# Extracted data entries:
# # # # # # #

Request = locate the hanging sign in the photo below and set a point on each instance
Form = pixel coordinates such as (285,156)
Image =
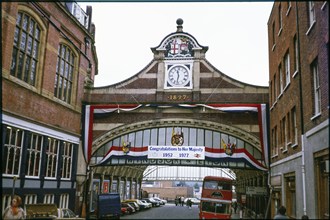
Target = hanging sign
(176,152)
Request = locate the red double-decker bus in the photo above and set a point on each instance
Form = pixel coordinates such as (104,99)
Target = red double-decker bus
(216,198)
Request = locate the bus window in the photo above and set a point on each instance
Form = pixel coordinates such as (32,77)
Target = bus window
(224,186)
(210,185)
(222,208)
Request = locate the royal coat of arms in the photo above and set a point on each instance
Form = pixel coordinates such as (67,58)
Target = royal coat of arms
(177,138)
(229,147)
(126,147)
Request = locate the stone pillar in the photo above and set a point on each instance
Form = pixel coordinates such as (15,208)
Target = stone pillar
(111,182)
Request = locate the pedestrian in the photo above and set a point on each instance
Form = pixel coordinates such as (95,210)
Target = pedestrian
(189,202)
(235,206)
(281,213)
(14,211)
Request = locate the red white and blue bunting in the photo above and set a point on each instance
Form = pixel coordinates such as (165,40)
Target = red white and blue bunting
(141,153)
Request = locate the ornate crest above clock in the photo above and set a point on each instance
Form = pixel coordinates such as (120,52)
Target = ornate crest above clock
(179,52)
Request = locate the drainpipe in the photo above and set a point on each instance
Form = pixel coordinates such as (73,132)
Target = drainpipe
(303,172)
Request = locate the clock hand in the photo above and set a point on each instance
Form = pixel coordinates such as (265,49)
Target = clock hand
(177,75)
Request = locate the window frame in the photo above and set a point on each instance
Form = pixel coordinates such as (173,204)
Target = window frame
(53,162)
(287,68)
(64,93)
(39,68)
(14,171)
(67,159)
(316,88)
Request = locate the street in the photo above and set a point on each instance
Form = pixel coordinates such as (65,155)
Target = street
(170,211)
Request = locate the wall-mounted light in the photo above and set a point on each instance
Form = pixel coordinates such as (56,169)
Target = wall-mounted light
(326,166)
(87,41)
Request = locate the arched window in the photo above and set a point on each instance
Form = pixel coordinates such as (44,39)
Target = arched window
(26,49)
(64,73)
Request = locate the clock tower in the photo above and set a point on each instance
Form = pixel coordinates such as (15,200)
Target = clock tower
(178,54)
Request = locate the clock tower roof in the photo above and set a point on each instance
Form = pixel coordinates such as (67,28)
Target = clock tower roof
(179,44)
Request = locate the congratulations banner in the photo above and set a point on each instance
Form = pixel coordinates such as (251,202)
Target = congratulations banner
(177,152)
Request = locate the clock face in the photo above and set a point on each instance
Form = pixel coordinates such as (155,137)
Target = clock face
(178,75)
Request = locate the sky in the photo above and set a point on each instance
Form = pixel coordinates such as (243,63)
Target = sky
(235,32)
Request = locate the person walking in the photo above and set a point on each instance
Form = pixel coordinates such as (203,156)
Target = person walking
(281,213)
(14,211)
(235,206)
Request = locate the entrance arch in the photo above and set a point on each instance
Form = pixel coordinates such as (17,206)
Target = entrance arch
(225,145)
(180,89)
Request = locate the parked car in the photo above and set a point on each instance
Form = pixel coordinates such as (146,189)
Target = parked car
(67,214)
(193,200)
(134,204)
(152,201)
(124,211)
(130,208)
(147,203)
(141,204)
(161,201)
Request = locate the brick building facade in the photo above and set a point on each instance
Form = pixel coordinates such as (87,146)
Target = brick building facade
(299,107)
(48,57)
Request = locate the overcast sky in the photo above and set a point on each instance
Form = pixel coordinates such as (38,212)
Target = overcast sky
(235,32)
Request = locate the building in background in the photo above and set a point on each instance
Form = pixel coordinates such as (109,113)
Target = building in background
(298,35)
(48,58)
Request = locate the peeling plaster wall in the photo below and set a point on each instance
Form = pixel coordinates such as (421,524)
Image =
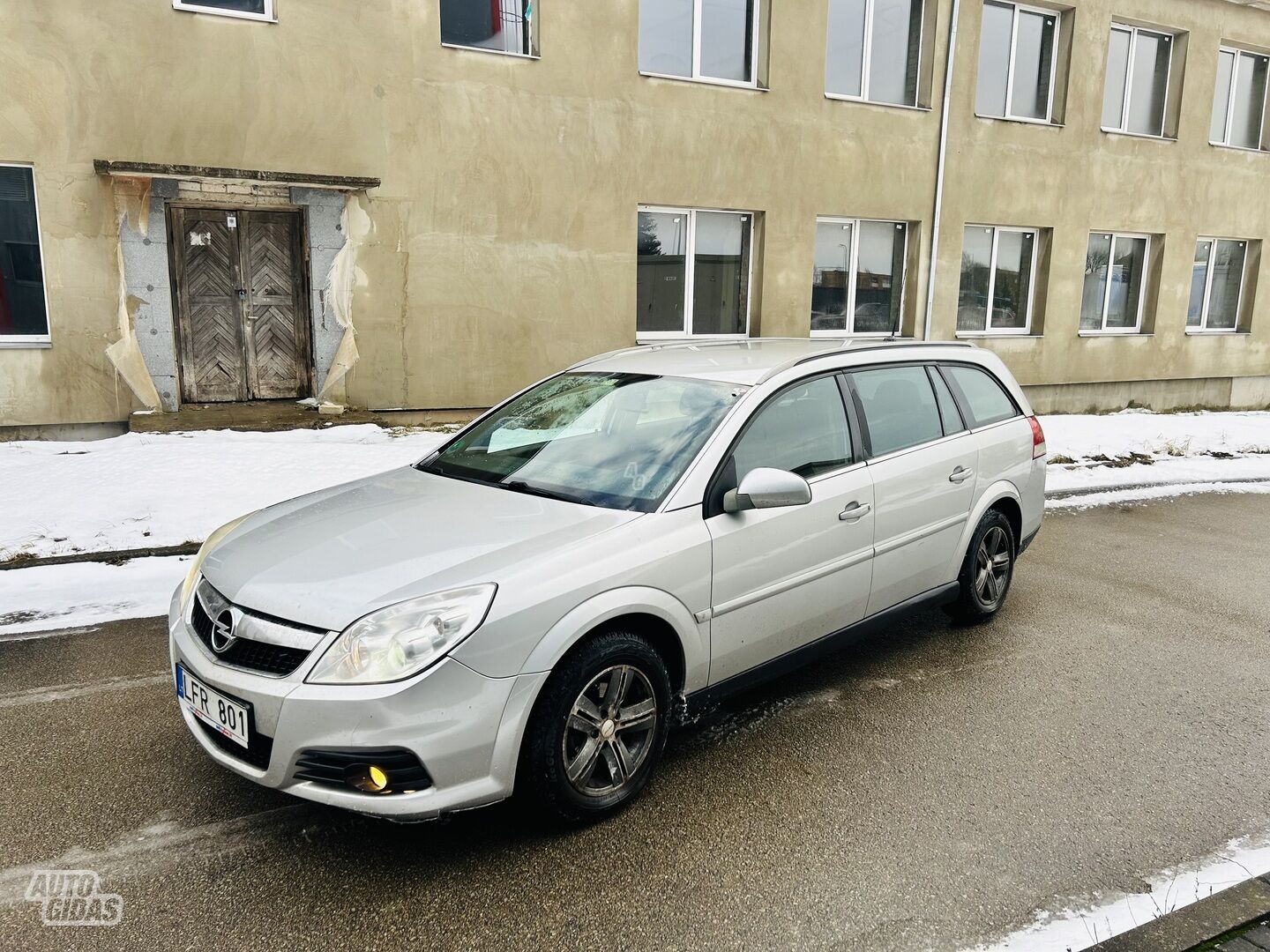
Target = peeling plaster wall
(503,236)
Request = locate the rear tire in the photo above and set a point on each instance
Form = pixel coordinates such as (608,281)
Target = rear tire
(597,730)
(987,570)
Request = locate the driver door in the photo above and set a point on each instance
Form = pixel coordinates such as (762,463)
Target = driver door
(784,577)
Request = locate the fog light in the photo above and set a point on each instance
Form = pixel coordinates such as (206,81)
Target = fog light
(367,777)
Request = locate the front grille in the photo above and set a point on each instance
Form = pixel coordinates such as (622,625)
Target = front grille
(332,768)
(244,652)
(257,755)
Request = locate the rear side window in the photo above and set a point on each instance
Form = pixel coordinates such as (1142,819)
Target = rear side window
(900,407)
(803,430)
(986,398)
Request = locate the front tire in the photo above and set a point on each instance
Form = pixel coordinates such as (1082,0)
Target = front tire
(598,729)
(987,570)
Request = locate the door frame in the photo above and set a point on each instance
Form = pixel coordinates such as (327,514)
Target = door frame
(303,299)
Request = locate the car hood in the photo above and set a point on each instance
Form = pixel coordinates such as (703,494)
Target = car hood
(326,559)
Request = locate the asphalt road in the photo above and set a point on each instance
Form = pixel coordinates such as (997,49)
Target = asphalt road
(930,788)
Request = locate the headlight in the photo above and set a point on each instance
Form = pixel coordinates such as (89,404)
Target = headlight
(401,640)
(187,587)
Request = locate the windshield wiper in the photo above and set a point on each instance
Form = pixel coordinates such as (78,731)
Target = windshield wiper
(522,487)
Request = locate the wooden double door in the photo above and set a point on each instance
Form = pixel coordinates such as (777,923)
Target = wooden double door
(242,303)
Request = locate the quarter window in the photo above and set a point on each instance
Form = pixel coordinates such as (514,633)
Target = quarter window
(1016,63)
(1217,285)
(1240,100)
(900,407)
(245,9)
(705,40)
(23,306)
(857,279)
(693,273)
(998,274)
(802,430)
(874,49)
(1116,268)
(1137,84)
(986,400)
(501,26)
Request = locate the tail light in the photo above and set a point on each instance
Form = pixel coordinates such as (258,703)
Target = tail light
(1038,438)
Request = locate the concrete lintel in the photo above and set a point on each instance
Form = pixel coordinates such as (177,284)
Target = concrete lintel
(165,170)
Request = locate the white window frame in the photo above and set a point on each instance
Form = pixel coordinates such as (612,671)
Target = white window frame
(1229,103)
(17,342)
(866,63)
(270,16)
(1171,38)
(696,55)
(989,331)
(850,331)
(1201,328)
(1106,291)
(531,36)
(1010,68)
(690,258)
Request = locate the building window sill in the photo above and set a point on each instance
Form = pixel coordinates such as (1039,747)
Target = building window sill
(496,52)
(1022,120)
(707,81)
(862,100)
(1125,133)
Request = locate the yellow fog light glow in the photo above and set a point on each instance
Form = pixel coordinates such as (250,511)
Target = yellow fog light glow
(369,778)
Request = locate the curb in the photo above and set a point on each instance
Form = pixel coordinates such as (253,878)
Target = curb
(121,555)
(1197,923)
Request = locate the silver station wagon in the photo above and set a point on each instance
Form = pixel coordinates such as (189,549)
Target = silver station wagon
(534,605)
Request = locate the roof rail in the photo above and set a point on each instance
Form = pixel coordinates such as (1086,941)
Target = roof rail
(856,346)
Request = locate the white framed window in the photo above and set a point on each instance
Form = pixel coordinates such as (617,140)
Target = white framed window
(1018,63)
(874,51)
(1136,94)
(1217,285)
(1238,100)
(857,279)
(709,41)
(494,26)
(695,273)
(998,279)
(23,294)
(243,9)
(1116,283)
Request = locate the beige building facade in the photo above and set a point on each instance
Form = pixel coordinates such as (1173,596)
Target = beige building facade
(430,204)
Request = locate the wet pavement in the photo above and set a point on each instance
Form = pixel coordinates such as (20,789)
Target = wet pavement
(927,788)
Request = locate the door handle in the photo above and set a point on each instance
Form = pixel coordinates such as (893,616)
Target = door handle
(854,512)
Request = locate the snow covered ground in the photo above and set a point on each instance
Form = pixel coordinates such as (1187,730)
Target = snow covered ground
(143,490)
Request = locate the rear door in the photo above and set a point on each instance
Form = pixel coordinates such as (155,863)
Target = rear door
(784,577)
(923,461)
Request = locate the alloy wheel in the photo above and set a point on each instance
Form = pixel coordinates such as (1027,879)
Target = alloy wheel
(992,568)
(609,732)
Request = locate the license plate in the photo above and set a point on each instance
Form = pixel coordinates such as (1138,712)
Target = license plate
(213,707)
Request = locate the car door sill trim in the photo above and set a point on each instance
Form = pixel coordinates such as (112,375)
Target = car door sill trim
(703,700)
(863,555)
(925,532)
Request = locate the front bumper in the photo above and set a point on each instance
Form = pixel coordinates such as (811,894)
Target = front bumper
(464,726)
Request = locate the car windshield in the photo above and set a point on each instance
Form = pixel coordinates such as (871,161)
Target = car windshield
(619,441)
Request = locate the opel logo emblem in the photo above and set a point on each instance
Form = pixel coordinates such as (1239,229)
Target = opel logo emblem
(222,632)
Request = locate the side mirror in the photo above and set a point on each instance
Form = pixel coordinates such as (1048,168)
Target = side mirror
(767,489)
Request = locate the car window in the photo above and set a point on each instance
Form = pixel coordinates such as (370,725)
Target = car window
(949,414)
(900,407)
(984,398)
(803,430)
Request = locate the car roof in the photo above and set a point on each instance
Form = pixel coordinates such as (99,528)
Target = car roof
(744,362)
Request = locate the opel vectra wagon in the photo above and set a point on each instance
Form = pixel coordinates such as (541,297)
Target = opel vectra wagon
(534,605)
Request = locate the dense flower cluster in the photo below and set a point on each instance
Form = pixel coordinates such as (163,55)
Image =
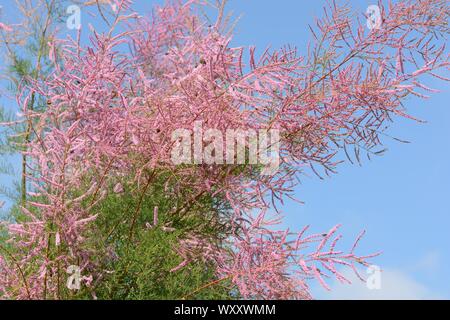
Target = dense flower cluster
(110,116)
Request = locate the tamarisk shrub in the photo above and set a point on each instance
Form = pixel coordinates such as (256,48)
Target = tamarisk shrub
(106,137)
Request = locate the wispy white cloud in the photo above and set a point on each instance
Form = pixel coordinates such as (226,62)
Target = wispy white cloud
(395,284)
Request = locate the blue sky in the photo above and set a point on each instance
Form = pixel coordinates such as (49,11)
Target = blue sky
(401,198)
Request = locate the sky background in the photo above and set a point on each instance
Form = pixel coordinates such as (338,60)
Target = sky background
(401,199)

# # # # # # #

Output verbatim the lines beginning at the line with "Request = locate the dense" and ending at the last line of the material above, inclusive. Do not carry over any pictures.

# Correct result:
Request = locate the dense flower cluster in the photo below and set a point on each instance
Form = pixel coordinates such as (163,55)
Image =
Target = dense flower cluster
(110,116)
Request = locate the tamarisk shrub in the photo above and set a point on each instance
Form = pixel coordinates such as (256,48)
Target = tamarisk shrub
(106,137)
Request = locate the wispy white cloud in the photo above and set a point on each instance
Form = pixel coordinates such as (226,62)
Target = wispy white cloud
(395,284)
Request = locate the blue sky in the photo above and set a point on each instance
Form = pixel coordinates such as (49,11)
Target = blue sky
(401,198)
Request = locate the sky background in the photo above and set a point on each instance
Form = pixel coordinates such as (338,60)
Target = sky background
(401,199)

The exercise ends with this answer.